> **Exercise brief**
Everything from the line that contains "positive clicks: (82, 17) (84, 15)" through the last line of the listing must be copied exactly, with both of those lines included and no others.

BEGIN

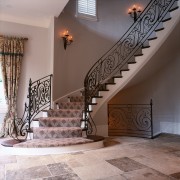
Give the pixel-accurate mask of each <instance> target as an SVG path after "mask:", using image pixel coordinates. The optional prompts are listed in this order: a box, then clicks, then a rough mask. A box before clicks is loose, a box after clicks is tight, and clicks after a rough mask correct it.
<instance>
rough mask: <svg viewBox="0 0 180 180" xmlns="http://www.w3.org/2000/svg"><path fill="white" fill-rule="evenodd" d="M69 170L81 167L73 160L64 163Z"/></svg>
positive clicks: (80, 163) (79, 163) (78, 164)
mask: <svg viewBox="0 0 180 180" xmlns="http://www.w3.org/2000/svg"><path fill="white" fill-rule="evenodd" d="M66 163H67V164H68V165H69V166H70V167H71V168H76V167H82V166H83V165H82V164H81V163H80V162H78V161H77V160H75V159H72V160H69V161H67V162H66Z"/></svg>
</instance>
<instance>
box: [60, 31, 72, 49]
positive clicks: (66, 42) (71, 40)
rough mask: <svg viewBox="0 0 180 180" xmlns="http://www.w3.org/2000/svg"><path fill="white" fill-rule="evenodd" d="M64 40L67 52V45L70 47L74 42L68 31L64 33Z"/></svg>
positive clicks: (64, 46)
mask: <svg viewBox="0 0 180 180" xmlns="http://www.w3.org/2000/svg"><path fill="white" fill-rule="evenodd" d="M62 38H63V43H64V49H65V50H66V48H67V45H70V44H71V43H72V42H73V38H72V36H71V35H69V32H68V31H67V30H66V31H65V32H64V33H63V36H62Z"/></svg>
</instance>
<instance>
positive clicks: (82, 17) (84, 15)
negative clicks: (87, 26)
mask: <svg viewBox="0 0 180 180" xmlns="http://www.w3.org/2000/svg"><path fill="white" fill-rule="evenodd" d="M96 5H97V2H96V0H77V10H76V16H77V17H80V18H83V19H88V20H94V21H97V7H96Z"/></svg>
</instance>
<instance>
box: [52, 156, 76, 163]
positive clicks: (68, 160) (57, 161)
mask: <svg viewBox="0 0 180 180" xmlns="http://www.w3.org/2000/svg"><path fill="white" fill-rule="evenodd" d="M51 157H52V159H53V160H54V161H55V162H56V163H59V162H67V161H69V160H72V159H73V158H74V156H73V155H72V154H51Z"/></svg>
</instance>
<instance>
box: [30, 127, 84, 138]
mask: <svg viewBox="0 0 180 180" xmlns="http://www.w3.org/2000/svg"><path fill="white" fill-rule="evenodd" d="M72 137H82V129H81V128H80V127H37V128H33V138H34V139H49V138H50V139H51V138H72Z"/></svg>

END

> **Solution to this task**
positive clicks: (82, 17) (84, 15)
negative clicks: (87, 26)
mask: <svg viewBox="0 0 180 180" xmlns="http://www.w3.org/2000/svg"><path fill="white" fill-rule="evenodd" d="M96 5H97V2H96V0H77V10H76V16H77V17H80V18H83V19H88V20H94V21H97V7H96Z"/></svg>
</instance>
<instance>
box: [52, 156, 76, 163]
positive clicks: (68, 160) (57, 161)
mask: <svg viewBox="0 0 180 180" xmlns="http://www.w3.org/2000/svg"><path fill="white" fill-rule="evenodd" d="M51 157H52V159H53V160H54V161H55V162H56V163H59V162H67V161H69V160H72V159H73V158H74V156H73V155H72V154H51Z"/></svg>
</instance>
<instance>
box: [30, 127, 84, 138]
mask: <svg viewBox="0 0 180 180" xmlns="http://www.w3.org/2000/svg"><path fill="white" fill-rule="evenodd" d="M72 137H82V129H81V128H80V127H37V128H33V138H34V139H49V138H50V139H51V138H72Z"/></svg>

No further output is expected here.